* What is being asked
All lines from the one with "# each point looks like point(547, 116)" onward, through the last line of the records below, are to be retyped word for word.

* Saved entries
★ ★ ★ ★ ★

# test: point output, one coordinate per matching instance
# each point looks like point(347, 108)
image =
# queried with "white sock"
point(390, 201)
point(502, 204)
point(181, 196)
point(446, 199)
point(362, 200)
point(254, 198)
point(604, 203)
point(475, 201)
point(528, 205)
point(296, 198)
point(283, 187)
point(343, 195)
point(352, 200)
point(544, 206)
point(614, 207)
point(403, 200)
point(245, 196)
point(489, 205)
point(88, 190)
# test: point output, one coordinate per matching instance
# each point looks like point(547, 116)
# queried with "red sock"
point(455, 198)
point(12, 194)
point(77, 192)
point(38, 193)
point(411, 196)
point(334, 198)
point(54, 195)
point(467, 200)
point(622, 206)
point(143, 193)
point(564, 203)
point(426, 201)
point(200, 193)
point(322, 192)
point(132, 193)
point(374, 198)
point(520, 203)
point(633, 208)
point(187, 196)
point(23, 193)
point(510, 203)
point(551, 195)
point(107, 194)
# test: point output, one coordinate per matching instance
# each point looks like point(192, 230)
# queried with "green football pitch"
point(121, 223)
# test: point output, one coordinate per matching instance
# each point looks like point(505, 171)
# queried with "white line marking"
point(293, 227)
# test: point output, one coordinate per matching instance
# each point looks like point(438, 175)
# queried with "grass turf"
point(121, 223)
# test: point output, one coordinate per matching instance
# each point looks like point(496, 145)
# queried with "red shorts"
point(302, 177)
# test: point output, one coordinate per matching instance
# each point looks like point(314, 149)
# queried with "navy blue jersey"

★ ★ ★ ★ ★

* Task response
# each point looks like point(547, 116)
# queried with "red sock"
point(455, 198)
point(12, 194)
point(77, 192)
point(38, 193)
point(411, 196)
point(334, 198)
point(54, 195)
point(467, 200)
point(622, 206)
point(143, 193)
point(564, 203)
point(426, 201)
point(200, 193)
point(322, 192)
point(132, 193)
point(374, 198)
point(520, 203)
point(633, 208)
point(187, 196)
point(23, 193)
point(510, 203)
point(551, 195)
point(107, 194)
# test: point output, one coordinate per matching instance
# each point looks like point(192, 230)
# queried with "green football pitch"
point(121, 223)
# test: point output, one coordinate per matching instance
# each point looks like point(505, 171)
# queried with "white line marking"
point(293, 227)
# test: point output, one coordinate per matching instance
# each point looks like point(438, 175)
# queried with "grass turf"
point(121, 223)
# test: point output, one coordinate per matching instance
# each point looks like point(496, 145)
# queried with "red shorts"
point(302, 177)
# test: point output, one coordinate per matching instance
# each point looks like point(314, 149)
# queried with "navy blue jersey"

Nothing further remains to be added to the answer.